EXCERPTED PASSAGE –
################
That seems a separate issue from 1A, though, and more a matter of determining fault or causation. (I am no lawyer, just what it seems to me)
That seems a separate issue from 1A, though, and more a matter of determining fault or causation. (I am no lawyer, just what it seems to me)
For purposes of litigation you are saying the designers can be held liable for the speech, so you are in essence imputing all of the speech to the humans already. If you passed a law that said suicidal ideation in prompts required them to do x,y,z, you possibly mandating speech of the programmers.
I don't think the 1st amendment issues actually resolve any of the issues in the lawsuit, but I don't think it's crazy for legal purposes, which the 1st amendment is just a law anyway.
My argument would be that, 1A issues aside, it’s grossly negligent/reckless to make a product that’ll tell minors to kill themselves.
What would be the difference between ChatGPT telling a kid to kill themself and Teddy Ruxpin telling a kid to kill themself?
I'm actually not sure Teddy Ruxpin couldn't, legally speaking, but that's a tort law question not a 1st amendment one. There are limits of what speech the government can mandate or restrict for a commercial service, but it's not zero. Is the line crossed here, likely but not certain.
Right, I agree it’s primarily a commercial speech and tort issue.
what makes this closer to me isn't the service saying KYS, it's directing active steps to conceal it, which makes their best defense, that someone else could or should have stepped in, less convincing. Ruxpin can't do that.
My point was more to just imagine a more sophisticated Ruxpin with a larger bank of prompts, which is essentially what ChatGPT is.
It’s disembodied from a stuffed bear, but it’s still a commercially available product that relies on a [several orders of magnitude larger] bank of prompts/data in order to spit out responses to the user’s input. Instead of pulling the string or hugging ChatGPT [gross] you prompt it w/words.
the commercial and legal incentives are at cross purposes here. Saying you have the legal right to put out the most evil LLM you can is maybe right but you'll pay more for lost business than one lawsuit claim. the fact they conceded training "degraded" (how it encouraged stops to hide) is bad.
Yeah I’m fascinated how this all ends up shaking out. Particularly because it might very well end up creating an entirely new market of potential personal injury suits.
if they went out and said this is the use case, they would stand a better chance of having the lawsuit dismissed since they'd be much more clearly not assuming a duty of care towards users. they promote safety so hoisted by own petard.
this might be the best argument: bsky.app/profile/dabe...
Yeah I agree with that.
I could see how you could say it’s a matter of restrictions on the speech of programmers, but seeing it more as safety restrictions on product design seems a better fit.
oh I agree, this is a commercial product, they accept some restrictions on content. A law that said it couldn't generate marxist text or whatever would be an impermissible viewpoint restriction so it's not like there aren't any 1st amendment concerns kicking about though.
################
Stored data
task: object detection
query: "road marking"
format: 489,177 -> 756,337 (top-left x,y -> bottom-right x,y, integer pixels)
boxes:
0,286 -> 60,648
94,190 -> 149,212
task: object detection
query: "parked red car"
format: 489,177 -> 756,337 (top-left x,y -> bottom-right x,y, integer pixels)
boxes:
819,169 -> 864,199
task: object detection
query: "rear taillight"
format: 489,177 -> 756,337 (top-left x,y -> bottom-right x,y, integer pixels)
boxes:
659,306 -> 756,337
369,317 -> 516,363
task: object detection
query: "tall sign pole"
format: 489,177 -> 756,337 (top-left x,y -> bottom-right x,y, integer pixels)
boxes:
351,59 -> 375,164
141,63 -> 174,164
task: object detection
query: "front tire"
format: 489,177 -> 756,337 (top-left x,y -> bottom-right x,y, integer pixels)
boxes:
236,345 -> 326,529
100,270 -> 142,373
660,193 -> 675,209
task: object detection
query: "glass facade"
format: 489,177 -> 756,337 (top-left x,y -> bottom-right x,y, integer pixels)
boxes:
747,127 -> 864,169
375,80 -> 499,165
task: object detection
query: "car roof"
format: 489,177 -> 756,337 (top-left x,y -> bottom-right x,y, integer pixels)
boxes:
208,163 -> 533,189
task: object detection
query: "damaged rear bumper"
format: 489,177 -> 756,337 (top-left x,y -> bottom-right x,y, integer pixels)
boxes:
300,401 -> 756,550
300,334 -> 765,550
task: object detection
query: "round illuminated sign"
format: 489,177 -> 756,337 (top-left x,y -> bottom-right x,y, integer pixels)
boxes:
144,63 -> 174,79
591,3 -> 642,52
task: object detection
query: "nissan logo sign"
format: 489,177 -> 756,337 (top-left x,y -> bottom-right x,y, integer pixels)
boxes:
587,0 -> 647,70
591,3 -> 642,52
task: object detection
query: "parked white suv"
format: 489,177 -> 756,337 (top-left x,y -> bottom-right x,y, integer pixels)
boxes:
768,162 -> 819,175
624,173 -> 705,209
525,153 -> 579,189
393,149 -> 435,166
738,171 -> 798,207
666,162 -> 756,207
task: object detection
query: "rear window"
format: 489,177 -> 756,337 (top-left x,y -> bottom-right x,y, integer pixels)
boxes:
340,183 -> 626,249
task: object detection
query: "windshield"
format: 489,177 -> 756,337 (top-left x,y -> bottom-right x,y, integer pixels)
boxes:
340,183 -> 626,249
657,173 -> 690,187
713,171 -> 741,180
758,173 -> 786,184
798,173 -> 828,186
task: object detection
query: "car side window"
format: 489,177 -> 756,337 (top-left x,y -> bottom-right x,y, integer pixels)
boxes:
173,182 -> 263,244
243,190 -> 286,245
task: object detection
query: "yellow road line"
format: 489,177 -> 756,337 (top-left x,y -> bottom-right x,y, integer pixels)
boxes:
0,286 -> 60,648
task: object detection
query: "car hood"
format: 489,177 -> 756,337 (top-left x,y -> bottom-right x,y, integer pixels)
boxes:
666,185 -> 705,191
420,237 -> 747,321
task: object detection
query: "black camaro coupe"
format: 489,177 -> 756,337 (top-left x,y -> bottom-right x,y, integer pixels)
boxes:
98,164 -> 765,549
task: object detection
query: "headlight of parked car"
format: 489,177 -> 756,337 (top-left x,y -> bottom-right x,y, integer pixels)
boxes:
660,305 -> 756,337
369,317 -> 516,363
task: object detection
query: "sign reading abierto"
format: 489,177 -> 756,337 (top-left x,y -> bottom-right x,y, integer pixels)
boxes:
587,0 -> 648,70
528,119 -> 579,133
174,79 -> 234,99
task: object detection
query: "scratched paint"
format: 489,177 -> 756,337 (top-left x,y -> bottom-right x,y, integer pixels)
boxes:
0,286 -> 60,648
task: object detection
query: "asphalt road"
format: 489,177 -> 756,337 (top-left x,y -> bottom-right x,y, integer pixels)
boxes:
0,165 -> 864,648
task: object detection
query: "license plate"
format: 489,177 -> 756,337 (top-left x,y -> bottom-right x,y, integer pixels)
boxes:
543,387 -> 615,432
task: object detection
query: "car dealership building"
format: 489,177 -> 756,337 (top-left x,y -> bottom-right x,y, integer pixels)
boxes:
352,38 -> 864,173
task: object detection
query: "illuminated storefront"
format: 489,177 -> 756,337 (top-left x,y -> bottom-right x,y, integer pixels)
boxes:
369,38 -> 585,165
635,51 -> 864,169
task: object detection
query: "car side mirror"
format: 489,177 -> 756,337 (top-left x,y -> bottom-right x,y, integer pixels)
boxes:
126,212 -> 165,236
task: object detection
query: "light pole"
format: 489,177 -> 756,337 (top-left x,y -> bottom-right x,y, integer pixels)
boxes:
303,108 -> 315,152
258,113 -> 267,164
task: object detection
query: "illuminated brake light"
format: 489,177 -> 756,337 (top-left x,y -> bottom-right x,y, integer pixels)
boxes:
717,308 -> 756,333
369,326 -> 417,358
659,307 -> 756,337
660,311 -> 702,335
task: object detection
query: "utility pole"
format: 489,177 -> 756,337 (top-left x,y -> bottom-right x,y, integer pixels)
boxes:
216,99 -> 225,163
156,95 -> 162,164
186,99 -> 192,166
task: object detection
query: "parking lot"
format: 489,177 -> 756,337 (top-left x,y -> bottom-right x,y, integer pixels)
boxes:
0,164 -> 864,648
################
EXERCISE INSTRUCTIONS – Extract the passage of the discussion on chatbot liability and free speech starting with "Right, I agree" and going on through "what ChatGPT is.".

ANSWER TO THE PROBLEM –
Right, I agree it’s primarily a commercial speech and tort issue.
what makes this closer to me isn't the service saying KYS, it's directing active steps to conceal it, which makes their best defense, that someone else could or should have stepped in, less convincing. Ruxpin can't do that.
My point was more to just imagine a more sophisticated Ruxpin with a larger bank of prompts, which is essentially what ChatGPT is.